→ **Requirement**
Locate every line in the entries below that contains the word "surface" and copy each one out.

→ **Records shown**
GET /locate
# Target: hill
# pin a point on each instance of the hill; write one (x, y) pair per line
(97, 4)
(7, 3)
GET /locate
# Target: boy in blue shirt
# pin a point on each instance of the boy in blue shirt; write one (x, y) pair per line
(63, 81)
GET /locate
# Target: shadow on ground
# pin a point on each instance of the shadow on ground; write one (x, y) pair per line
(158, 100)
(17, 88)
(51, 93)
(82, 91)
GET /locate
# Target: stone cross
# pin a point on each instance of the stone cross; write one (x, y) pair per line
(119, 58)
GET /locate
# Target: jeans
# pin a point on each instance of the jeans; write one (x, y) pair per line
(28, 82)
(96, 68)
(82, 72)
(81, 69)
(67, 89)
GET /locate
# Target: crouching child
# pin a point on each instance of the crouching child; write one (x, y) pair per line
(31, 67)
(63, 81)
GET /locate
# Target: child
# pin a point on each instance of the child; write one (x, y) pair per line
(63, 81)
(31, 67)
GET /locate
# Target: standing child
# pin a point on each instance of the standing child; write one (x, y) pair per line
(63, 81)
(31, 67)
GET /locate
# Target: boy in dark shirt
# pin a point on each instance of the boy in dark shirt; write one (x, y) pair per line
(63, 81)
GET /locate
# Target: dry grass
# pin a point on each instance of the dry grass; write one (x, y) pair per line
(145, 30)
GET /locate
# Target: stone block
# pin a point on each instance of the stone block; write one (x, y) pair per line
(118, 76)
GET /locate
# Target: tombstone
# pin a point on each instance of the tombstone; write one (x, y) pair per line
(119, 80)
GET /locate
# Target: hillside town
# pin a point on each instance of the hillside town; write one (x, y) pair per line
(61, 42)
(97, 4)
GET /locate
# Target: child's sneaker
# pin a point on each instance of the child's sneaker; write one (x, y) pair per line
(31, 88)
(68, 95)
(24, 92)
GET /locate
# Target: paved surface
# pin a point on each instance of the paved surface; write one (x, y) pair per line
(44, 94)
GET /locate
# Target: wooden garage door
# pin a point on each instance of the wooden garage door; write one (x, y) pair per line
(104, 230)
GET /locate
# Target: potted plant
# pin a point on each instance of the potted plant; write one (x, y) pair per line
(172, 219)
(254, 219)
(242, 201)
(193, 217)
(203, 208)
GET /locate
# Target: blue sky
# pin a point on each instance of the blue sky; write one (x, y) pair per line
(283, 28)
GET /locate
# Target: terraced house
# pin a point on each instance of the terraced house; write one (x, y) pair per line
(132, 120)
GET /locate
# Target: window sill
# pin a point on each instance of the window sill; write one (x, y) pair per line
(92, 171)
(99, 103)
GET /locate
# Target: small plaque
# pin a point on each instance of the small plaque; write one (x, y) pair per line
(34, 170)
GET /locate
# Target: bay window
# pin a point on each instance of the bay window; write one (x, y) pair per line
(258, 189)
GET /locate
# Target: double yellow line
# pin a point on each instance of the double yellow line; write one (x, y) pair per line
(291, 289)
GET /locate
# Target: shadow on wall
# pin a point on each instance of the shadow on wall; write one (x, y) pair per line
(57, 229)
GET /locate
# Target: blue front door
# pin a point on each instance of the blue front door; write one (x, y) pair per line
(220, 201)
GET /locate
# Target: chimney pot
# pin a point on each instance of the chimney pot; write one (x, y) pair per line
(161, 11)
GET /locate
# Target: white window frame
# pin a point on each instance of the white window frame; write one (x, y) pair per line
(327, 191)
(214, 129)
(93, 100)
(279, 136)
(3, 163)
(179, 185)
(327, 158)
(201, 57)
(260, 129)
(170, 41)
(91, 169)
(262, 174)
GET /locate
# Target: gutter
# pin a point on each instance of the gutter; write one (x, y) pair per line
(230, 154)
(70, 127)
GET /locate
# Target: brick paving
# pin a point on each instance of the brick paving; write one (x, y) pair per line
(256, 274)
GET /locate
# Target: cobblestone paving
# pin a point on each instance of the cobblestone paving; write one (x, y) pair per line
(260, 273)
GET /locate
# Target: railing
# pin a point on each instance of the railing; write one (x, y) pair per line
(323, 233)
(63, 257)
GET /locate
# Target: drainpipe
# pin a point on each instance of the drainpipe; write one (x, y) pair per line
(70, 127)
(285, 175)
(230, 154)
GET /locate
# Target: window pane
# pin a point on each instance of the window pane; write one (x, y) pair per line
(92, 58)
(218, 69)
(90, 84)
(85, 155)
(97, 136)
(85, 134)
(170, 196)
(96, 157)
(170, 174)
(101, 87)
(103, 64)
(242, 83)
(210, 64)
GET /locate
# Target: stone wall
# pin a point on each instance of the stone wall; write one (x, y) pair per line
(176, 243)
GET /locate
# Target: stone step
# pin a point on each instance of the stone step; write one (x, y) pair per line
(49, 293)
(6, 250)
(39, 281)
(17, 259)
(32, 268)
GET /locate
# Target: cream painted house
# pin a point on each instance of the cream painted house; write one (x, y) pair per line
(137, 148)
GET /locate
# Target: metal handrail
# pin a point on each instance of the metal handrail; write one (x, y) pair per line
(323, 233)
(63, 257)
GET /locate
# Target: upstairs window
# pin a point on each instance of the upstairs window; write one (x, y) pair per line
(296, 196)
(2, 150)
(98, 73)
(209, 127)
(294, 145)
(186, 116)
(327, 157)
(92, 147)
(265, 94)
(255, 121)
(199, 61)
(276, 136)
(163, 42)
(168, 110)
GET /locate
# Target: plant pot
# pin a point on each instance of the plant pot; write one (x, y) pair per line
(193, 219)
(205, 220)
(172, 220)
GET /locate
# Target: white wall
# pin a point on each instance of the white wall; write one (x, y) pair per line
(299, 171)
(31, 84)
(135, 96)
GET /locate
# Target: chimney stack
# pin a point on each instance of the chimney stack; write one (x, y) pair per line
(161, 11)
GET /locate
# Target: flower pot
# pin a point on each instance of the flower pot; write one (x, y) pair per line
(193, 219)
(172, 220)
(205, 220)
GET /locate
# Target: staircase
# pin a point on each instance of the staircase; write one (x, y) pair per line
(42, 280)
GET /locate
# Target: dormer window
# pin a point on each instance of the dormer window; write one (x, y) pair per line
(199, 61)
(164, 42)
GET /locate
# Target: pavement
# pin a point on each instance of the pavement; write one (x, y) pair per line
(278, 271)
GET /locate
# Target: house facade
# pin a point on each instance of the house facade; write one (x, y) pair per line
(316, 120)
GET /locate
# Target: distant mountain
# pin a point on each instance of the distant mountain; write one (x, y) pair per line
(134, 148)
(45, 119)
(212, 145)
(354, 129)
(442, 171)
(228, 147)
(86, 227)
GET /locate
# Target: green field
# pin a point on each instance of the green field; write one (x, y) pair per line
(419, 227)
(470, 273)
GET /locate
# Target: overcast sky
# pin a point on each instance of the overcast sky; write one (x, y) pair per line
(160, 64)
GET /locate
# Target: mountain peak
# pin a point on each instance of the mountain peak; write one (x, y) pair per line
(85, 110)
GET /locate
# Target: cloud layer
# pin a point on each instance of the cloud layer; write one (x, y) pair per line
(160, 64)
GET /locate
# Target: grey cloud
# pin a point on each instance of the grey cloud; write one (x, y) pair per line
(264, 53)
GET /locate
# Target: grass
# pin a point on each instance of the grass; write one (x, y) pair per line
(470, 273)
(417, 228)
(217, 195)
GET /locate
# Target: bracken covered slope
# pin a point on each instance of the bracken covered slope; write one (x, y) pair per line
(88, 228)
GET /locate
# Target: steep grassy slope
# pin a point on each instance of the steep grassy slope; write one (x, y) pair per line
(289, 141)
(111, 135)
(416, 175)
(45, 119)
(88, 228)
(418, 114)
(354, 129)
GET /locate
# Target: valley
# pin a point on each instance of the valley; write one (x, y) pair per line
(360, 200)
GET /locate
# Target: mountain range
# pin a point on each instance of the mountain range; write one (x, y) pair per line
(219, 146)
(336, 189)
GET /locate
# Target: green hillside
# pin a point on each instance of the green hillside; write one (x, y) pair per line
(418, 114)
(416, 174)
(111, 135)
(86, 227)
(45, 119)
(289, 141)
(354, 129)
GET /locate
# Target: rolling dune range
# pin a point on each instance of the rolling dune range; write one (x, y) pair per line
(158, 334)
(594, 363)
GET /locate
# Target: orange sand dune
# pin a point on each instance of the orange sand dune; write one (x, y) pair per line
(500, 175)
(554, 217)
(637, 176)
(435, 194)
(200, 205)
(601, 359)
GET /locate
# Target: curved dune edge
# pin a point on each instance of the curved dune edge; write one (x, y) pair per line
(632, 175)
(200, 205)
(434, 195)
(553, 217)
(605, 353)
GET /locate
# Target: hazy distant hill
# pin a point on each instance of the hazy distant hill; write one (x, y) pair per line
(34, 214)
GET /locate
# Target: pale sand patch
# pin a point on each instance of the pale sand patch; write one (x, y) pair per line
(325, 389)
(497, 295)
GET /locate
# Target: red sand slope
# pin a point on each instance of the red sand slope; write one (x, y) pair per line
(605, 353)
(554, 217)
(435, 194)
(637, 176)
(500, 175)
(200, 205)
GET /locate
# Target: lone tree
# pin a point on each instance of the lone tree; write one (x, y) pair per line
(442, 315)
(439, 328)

→ **Problem solution**
# Target: paved surface
# pin a point on each instance of the paved surface; write one (x, y) pair per line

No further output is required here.